◆ Assignment ◆
If a line in the records contains the string "below", show that line.

◆ Given records ◆
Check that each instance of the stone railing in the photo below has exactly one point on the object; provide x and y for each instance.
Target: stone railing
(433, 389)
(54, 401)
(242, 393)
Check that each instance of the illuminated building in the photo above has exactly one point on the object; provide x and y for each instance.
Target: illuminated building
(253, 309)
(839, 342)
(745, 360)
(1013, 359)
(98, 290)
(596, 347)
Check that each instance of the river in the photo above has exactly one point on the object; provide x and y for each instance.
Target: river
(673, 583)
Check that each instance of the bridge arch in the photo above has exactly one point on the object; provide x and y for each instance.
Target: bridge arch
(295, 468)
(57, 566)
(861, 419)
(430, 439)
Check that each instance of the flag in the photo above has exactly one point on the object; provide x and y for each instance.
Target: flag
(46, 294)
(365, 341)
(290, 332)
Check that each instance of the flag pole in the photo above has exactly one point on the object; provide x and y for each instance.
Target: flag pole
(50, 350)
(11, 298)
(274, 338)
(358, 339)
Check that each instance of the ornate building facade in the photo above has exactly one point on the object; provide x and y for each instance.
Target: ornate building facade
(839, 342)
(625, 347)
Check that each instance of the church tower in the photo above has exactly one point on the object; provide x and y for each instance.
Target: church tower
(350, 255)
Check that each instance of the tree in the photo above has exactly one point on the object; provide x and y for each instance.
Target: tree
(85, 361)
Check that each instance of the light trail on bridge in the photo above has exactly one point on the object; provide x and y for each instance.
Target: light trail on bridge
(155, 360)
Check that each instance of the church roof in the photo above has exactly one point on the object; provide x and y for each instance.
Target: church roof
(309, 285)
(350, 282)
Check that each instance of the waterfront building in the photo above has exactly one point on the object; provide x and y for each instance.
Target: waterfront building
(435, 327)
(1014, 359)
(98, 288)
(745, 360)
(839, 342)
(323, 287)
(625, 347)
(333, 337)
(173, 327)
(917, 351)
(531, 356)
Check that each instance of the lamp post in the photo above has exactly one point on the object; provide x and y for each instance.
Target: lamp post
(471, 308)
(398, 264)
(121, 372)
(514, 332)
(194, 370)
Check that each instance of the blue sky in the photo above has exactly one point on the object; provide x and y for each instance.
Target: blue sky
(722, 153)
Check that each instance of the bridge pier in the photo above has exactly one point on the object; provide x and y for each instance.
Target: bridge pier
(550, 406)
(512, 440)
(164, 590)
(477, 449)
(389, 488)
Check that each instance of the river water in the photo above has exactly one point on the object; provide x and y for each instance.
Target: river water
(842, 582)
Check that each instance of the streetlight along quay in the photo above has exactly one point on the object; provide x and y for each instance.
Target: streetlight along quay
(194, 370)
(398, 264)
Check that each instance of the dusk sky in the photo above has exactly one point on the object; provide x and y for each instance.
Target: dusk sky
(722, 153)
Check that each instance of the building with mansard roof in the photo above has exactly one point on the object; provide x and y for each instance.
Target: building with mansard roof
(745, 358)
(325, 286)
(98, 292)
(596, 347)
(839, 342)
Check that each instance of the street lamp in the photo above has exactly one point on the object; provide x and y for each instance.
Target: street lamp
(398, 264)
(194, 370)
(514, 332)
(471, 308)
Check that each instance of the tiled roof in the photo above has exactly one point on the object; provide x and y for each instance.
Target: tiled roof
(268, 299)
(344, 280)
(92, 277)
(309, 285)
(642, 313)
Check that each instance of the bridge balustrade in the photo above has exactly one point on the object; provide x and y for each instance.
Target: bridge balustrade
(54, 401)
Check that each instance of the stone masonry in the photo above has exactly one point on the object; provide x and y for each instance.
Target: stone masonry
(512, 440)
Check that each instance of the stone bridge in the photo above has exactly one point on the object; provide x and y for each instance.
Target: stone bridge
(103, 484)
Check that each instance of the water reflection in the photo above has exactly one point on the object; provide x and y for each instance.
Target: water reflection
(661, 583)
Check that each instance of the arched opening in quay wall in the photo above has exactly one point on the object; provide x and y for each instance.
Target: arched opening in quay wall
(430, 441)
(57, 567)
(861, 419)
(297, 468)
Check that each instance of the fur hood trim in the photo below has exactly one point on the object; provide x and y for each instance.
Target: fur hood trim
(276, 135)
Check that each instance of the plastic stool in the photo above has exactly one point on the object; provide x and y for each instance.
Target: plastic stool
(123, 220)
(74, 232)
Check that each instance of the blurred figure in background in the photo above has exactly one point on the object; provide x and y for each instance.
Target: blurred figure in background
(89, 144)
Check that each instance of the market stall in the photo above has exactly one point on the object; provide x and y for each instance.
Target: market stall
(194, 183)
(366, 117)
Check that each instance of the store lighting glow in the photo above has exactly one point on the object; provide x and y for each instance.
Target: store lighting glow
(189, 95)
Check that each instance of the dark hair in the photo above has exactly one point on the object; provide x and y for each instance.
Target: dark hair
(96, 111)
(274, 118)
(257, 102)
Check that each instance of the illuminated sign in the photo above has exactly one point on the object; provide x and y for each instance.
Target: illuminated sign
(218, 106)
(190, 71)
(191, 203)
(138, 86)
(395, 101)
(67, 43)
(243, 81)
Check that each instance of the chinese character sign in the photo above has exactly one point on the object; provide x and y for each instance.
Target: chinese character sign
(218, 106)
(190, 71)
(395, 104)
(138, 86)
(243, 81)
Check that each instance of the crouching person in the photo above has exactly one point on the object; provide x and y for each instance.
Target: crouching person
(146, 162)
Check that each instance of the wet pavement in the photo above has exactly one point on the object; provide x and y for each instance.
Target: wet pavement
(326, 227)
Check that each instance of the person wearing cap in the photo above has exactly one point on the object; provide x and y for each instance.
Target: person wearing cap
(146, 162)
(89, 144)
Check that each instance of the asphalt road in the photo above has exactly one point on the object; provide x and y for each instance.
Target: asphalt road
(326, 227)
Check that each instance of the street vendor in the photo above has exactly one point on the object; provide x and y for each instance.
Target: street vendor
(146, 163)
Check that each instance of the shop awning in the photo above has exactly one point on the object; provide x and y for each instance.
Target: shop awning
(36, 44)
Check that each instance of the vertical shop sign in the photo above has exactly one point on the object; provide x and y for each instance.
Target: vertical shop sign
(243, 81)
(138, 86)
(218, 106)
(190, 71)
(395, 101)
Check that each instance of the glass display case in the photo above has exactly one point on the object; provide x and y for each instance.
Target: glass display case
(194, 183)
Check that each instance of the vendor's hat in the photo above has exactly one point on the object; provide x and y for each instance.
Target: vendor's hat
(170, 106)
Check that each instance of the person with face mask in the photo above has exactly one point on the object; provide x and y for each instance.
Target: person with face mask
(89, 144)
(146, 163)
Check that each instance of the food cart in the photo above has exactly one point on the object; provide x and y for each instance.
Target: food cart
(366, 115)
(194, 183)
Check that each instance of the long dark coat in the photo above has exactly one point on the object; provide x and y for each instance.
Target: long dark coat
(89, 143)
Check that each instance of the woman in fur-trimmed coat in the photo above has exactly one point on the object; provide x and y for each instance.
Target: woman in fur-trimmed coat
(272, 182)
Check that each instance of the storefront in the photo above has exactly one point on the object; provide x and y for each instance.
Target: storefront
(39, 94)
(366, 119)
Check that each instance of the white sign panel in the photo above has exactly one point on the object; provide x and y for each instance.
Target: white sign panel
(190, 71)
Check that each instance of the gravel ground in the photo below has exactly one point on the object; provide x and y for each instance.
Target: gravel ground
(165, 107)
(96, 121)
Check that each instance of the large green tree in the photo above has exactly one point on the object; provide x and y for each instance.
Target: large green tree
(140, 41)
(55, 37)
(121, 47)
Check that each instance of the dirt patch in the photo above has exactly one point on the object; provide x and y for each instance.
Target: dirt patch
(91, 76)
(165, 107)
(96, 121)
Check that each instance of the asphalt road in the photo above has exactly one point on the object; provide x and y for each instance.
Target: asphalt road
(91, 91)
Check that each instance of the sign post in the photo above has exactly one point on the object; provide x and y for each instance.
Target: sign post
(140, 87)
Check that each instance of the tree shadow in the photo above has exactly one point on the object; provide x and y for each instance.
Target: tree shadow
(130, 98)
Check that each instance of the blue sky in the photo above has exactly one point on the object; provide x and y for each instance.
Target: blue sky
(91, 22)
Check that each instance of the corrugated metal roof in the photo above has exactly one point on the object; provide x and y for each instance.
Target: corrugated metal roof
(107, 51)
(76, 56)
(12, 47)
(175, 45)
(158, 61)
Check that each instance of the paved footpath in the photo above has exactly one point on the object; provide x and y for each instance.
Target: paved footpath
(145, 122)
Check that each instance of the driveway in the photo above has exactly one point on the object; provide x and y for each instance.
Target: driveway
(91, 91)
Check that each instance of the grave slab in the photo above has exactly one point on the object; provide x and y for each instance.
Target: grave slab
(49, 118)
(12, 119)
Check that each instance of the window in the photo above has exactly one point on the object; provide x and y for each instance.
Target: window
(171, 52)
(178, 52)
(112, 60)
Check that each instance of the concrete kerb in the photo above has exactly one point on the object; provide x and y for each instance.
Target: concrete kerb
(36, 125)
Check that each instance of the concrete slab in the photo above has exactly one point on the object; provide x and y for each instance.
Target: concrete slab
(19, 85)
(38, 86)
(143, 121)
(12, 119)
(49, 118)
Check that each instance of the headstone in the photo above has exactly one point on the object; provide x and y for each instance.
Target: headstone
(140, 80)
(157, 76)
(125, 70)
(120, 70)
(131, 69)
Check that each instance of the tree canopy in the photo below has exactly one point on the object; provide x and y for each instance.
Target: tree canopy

◆ Answer to the exercise ◆
Check that each instance of the stone railing in the photo below has exactly one point on the object; provide x and y for each instance.
Check that each instance of the fur hood trim in the photo below has exactly one point on the object; provide x and y for each instance.
Check that each instance of the gravel ground in the photo below has exactly one point on the object; provide x and y for each instance.
Check that each instance of the tree canopy in the photo below has exactly one point on the object; provide x and y for each instance.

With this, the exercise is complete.